### Directions
Reproduce the data shown below exactly.

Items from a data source
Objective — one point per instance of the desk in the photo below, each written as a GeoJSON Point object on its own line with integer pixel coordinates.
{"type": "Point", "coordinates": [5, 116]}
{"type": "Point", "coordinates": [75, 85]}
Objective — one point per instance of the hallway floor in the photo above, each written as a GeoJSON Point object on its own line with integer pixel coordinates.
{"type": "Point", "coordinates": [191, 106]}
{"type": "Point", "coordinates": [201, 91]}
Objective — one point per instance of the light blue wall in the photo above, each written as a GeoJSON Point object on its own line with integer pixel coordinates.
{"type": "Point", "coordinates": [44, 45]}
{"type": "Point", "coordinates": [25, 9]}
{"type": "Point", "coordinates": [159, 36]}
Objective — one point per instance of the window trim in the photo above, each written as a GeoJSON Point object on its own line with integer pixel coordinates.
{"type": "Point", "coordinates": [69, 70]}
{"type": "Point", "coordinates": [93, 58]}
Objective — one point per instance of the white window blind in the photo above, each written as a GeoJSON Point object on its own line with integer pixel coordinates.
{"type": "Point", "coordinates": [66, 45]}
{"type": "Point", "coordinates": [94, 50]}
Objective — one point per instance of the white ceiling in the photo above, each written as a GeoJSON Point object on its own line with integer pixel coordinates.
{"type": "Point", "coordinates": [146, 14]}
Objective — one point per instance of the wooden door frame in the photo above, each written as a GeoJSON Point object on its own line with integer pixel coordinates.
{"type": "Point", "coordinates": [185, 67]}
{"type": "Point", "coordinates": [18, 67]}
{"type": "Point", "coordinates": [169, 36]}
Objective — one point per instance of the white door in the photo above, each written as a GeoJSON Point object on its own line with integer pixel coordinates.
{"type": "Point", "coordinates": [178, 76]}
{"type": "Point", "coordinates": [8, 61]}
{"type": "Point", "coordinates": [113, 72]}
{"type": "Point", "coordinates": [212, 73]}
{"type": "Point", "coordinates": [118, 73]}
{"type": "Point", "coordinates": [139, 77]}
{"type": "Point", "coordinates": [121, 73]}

### Result for this exercise
Objective — one point per instance of the desk in the photo below, each written as a GeoJSON Point object on its own line with integer pixel coordinates.
{"type": "Point", "coordinates": [5, 116]}
{"type": "Point", "coordinates": [75, 85]}
Objective — one point per instance of the hallway floor in the photo above, each written as a GeoJSON Point object on its own line with integer pixel coordinates.
{"type": "Point", "coordinates": [191, 106]}
{"type": "Point", "coordinates": [201, 91]}
Objective — one point per instance of the light blue wall in the photo above, each written as a GeoJSON Point object on its own line with integer pixel coordinates.
{"type": "Point", "coordinates": [44, 45]}
{"type": "Point", "coordinates": [25, 9]}
{"type": "Point", "coordinates": [159, 36]}
Objective — one point per instance of the window trim in the photo above, each written as a GeoJSON Point object on its own line with integer pixel coordinates.
{"type": "Point", "coordinates": [69, 70]}
{"type": "Point", "coordinates": [93, 58]}
Objective — one point per instance of the white window blind in the photo above, each written as a GeoJSON Point object on its own line with integer pixel coordinates.
{"type": "Point", "coordinates": [66, 45]}
{"type": "Point", "coordinates": [94, 50]}
Objective — one point per instance of the white ceiling in the photo above, each written as a GeoJSON Point object on its own line with integer pixel coordinates.
{"type": "Point", "coordinates": [146, 14]}
Objective — one point per instance of the wooden door frame in the photo above, each written as a GeoJSON Point object on its own line with integer pixel coordinates.
{"type": "Point", "coordinates": [185, 67]}
{"type": "Point", "coordinates": [18, 67]}
{"type": "Point", "coordinates": [169, 36]}
Objective — one point per instance of the white door in the photo above, each written as a GeoJSON Point object on its own line with integer pixel coordinates.
{"type": "Point", "coordinates": [178, 76]}
{"type": "Point", "coordinates": [8, 61]}
{"type": "Point", "coordinates": [113, 72]}
{"type": "Point", "coordinates": [212, 73]}
{"type": "Point", "coordinates": [118, 73]}
{"type": "Point", "coordinates": [139, 77]}
{"type": "Point", "coordinates": [121, 73]}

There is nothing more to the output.